TASK BRIEF: Copy the lines below word for word, leaving out the pictures.

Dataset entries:
---

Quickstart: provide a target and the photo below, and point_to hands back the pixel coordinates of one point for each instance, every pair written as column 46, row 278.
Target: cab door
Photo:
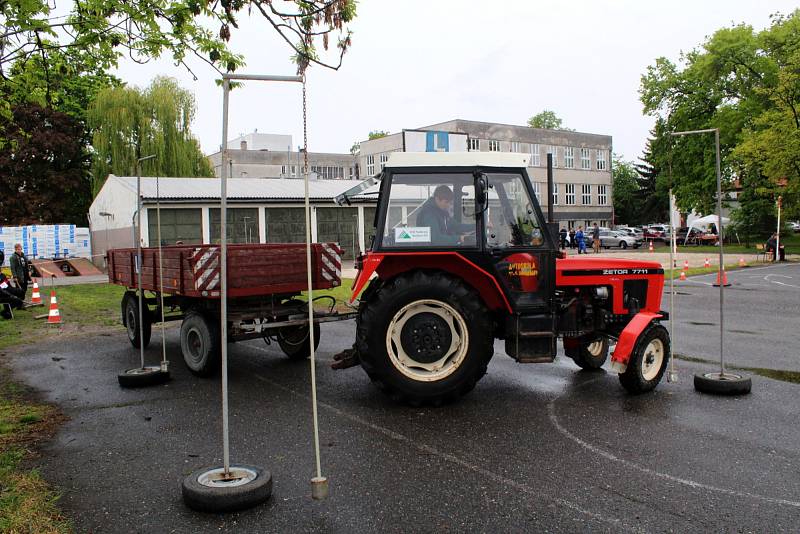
column 522, row 252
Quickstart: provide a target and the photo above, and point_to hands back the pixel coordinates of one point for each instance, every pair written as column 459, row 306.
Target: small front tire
column 648, row 360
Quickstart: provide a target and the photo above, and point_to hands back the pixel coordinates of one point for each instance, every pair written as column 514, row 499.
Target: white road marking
column 627, row 463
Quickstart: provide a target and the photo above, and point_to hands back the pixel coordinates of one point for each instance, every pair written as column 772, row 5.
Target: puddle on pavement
column 792, row 377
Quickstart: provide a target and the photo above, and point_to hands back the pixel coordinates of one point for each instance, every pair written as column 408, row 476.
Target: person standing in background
column 20, row 269
column 596, row 239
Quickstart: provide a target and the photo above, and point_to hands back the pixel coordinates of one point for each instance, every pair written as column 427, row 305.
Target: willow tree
column 129, row 123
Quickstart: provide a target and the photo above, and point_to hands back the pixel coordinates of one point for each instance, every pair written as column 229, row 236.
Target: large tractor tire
column 200, row 344
column 130, row 318
column 648, row 360
column 589, row 355
column 424, row 337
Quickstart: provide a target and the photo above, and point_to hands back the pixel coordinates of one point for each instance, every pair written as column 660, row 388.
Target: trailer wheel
column 589, row 355
column 648, row 360
column 424, row 337
column 200, row 344
column 130, row 318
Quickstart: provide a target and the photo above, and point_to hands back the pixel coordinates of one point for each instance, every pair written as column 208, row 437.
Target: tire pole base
column 319, row 488
column 722, row 383
column 150, row 375
column 211, row 490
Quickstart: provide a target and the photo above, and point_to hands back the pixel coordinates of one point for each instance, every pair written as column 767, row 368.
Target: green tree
column 129, row 123
column 746, row 84
column 148, row 29
column 625, row 192
column 44, row 170
column 547, row 119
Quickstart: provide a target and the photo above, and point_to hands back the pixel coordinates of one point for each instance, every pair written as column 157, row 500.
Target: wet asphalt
column 534, row 448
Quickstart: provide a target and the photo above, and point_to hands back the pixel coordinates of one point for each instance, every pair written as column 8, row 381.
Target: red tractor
column 462, row 255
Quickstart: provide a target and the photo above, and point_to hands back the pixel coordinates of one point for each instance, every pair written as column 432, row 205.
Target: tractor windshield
column 511, row 220
column 434, row 210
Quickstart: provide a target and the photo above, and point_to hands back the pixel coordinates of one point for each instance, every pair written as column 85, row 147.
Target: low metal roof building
column 260, row 210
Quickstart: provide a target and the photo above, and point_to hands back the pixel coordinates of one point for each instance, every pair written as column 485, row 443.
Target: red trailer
column 264, row 283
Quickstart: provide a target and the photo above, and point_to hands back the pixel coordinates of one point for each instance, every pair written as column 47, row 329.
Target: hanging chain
column 305, row 128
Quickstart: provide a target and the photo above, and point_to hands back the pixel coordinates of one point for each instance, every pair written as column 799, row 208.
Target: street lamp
column 721, row 382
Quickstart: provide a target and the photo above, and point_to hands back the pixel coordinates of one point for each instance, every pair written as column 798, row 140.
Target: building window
column 586, row 194
column 569, row 198
column 535, row 156
column 569, row 158
column 586, row 163
column 602, row 197
column 554, row 151
column 601, row 160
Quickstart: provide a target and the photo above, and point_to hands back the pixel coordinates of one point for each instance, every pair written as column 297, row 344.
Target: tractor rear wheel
column 424, row 337
column 648, row 360
column 589, row 355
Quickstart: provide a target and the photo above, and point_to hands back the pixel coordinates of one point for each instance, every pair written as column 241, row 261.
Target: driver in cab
column 435, row 214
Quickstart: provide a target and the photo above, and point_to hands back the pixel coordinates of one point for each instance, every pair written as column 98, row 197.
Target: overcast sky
column 415, row 63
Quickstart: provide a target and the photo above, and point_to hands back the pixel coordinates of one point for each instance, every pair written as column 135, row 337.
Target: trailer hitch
column 345, row 359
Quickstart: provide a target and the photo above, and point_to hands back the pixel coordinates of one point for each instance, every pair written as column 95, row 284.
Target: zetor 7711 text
column 462, row 255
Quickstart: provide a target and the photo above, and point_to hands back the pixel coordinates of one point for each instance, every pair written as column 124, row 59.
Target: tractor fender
column 388, row 265
column 627, row 340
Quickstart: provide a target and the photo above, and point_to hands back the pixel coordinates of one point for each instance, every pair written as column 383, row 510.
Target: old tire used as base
column 424, row 337
column 141, row 377
column 200, row 344
column 205, row 490
column 130, row 318
column 727, row 384
column 295, row 341
column 589, row 355
column 648, row 360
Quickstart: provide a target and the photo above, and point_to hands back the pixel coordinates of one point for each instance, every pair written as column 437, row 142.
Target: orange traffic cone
column 36, row 298
column 53, row 317
column 725, row 282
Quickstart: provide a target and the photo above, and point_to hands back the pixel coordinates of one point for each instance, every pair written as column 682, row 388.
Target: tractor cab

---

FINISHED EXERCISE:
Quickstart: provide a target and the photo below, and point_to hands back the pixel coordinates of one point for each instance, every pair written as column 46, row 278.
Target: cab door
Photo:
column 522, row 252
Quickstart: provide a target and the photo above, and point_to hands back the pixel coordinates of one point for each instance, every pair written as column 459, row 306.
Target: small front tire
column 648, row 360
Quickstart: provide a target and the photo above, and point_to hands back the pixel coordinates of one point for each instance, every pair written as column 514, row 499.
Target: white road marking
column 627, row 463
Quickstart: provide a target and the photo above, and point_to hands back the pixel coordinates of one point for each instance, every pair written as column 772, row 5.
Target: puddle on pavement
column 792, row 377
Quickstart: provide a target and the photo above, and point_to hands back the pixel coordinates of one point for each instance, every pair written as column 408, row 476.
Target: person standing in background
column 20, row 269
column 596, row 239
Quickstart: provide a target and the photo above, and point_to hands back the pixel coordinates of one point for each instance, every pair written as column 427, row 305.
Target: willow tree
column 129, row 123
Quickstart: provide a target and the photo above, and point_to hands back the pixel coordinates of one point for each instance, every pair written as column 229, row 236.
Target: large tractor tire
column 200, row 344
column 130, row 318
column 648, row 360
column 589, row 355
column 424, row 337
Quickstart: provide a target and the photo above, and point_to hands back the pixel coordinates of one point for each instance, every pair written as column 660, row 388.
Target: trailer wheel
column 589, row 355
column 648, row 360
column 424, row 337
column 200, row 344
column 130, row 318
Quickstart: provide a target and the photo above, and point_to hands back the pixel coordinates of one point for each instance, every pair written as column 208, row 437.
Target: tire pole base
column 319, row 488
column 722, row 383
column 150, row 375
column 211, row 490
Quickstart: provide a target and the photo above, and point_to hands back the pixel coordinates of one point for each instance, every pair written as column 767, row 368.
Target: green tree
column 129, row 123
column 746, row 84
column 148, row 29
column 625, row 192
column 44, row 170
column 547, row 119
Quickstart: provide a target and the photo above, and point_to hands back the pixel coordinates of one point for each instance, every pair written as column 157, row 500.
Target: wet asphalt
column 534, row 448
Quickstart: provide a target and the photo above, and point_to hands back the pixel coordinates of one point for each instance, every pair written as column 8, row 381.
Target: red tractor
column 462, row 255
Quickstart: provide a target and the photo above, and point_to hands back the pixel coordinates of one point for each instance, every pair written as column 432, row 205.
Target: tractor windshield
column 511, row 220
column 434, row 210
Quickstart: provide a target and the photo above, and point_to hands back the pixel coordinates of one point for each instance, every pair written as column 85, row 147.
Target: low metal roof building
column 260, row 210
Quickstart: provide a target and the photo above, and point_to hands back the pixel coordinates of one point for each instance, every pair written as column 485, row 443.
Target: red trailer
column 264, row 283
Quickstart: provide a target and the photo above, and point_to hands back the pixel coordinates of one point for each instance, every pair written as column 47, row 329.
Target: hanging chain
column 305, row 128
Quickstart: provide a target and the photo above, and point_to hands back the pixel coordinates of one point for each instance, every pair written as column 799, row 208.
Target: street lamp
column 721, row 382
Quickstart: provide a target and the photo above, and point_to hands back the pixel coordinates of one point for each instance, every pair written as column 798, row 140.
Target: building window
column 586, row 194
column 569, row 198
column 535, row 156
column 569, row 158
column 586, row 163
column 602, row 197
column 554, row 151
column 601, row 160
Quickstart: provide a target and the photo above, and point_to hands back the pixel coordinates of one point for each instance, every pair written as column 297, row 344.
Target: tractor rear wheel
column 424, row 337
column 648, row 360
column 589, row 355
Quickstart: provide a target and the photo above, and point_to hands back the pixel coordinates of one point for each instance, every pair written as column 241, row 261.
Target: driver in cab
column 435, row 214
Quickstart: provide a target and the photo above, and point_to hands back the pixel coordinates of one point for each instance, every pair written as column 98, row 197.
Target: overcast sky
column 415, row 63
Quickstart: provide a target and the photo above, and point_to hands back the pixel coordinates of one point for each instance, every pair written as column 135, row 337.
Target: trailer hitch
column 345, row 359
Quickstart: provide a target and the photo above, and point_to hands back the pixel coordinates of one point for each instance, every pair written as column 95, row 284.
Target: zetor 7711 text
column 462, row 255
Quickstart: provide a target and the photo above, and point_to hands back the pixel coordinates of one point for each instance, every pair written as column 124, row 59.
Target: tractor fender
column 388, row 265
column 627, row 340
Quickstart: provide a target and the photo above, and point_to hands back the pixel coordinates of one point for each instance, every pair written as column 383, row 510.
Target: old tire used as base
column 424, row 337
column 141, row 377
column 200, row 344
column 205, row 490
column 130, row 318
column 727, row 384
column 295, row 341
column 589, row 355
column 648, row 360
Quickstart: provide a target and the photo above, and point_to hands back the pixel coordinates of one point for each instance, every pair written as column 437, row 142.
Target: orange traffic cone
column 36, row 298
column 53, row 317
column 725, row 282
Quickstart: provide a target and the photo above, and point_to hands back the pixel coordinates of one point for each instance, every pair written as column 682, row 388.
Target: tractor cab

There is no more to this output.